### The exercise
Reproduce all of the data below line for line, without changes, but leave out the pictures.

### Data listing
=-=-=

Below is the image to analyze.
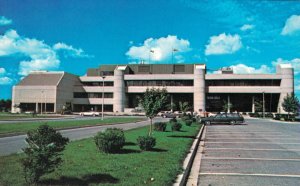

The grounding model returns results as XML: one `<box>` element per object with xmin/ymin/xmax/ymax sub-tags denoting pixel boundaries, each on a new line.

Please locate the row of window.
<box><xmin>82</xmin><ymin>81</ymin><xmax>114</xmax><ymax>87</ymax></box>
<box><xmin>205</xmin><ymin>79</ymin><xmax>280</xmax><ymax>86</ymax></box>
<box><xmin>82</xmin><ymin>79</ymin><xmax>280</xmax><ymax>87</ymax></box>
<box><xmin>126</xmin><ymin>80</ymin><xmax>194</xmax><ymax>86</ymax></box>
<box><xmin>73</xmin><ymin>92</ymin><xmax>114</xmax><ymax>98</ymax></box>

=-=-=

### Answer to this task
Below is the image to analyze.

The grounding model returns results as XML: one `<box>` element per object with xmin/ymin/xmax/ymax sub-tags denoting pixel boundaries, each on a new line.

Please locate the row of window.
<box><xmin>82</xmin><ymin>81</ymin><xmax>114</xmax><ymax>87</ymax></box>
<box><xmin>205</xmin><ymin>79</ymin><xmax>280</xmax><ymax>86</ymax></box>
<box><xmin>82</xmin><ymin>79</ymin><xmax>280</xmax><ymax>87</ymax></box>
<box><xmin>126</xmin><ymin>80</ymin><xmax>194</xmax><ymax>86</ymax></box>
<box><xmin>73</xmin><ymin>92</ymin><xmax>114</xmax><ymax>98</ymax></box>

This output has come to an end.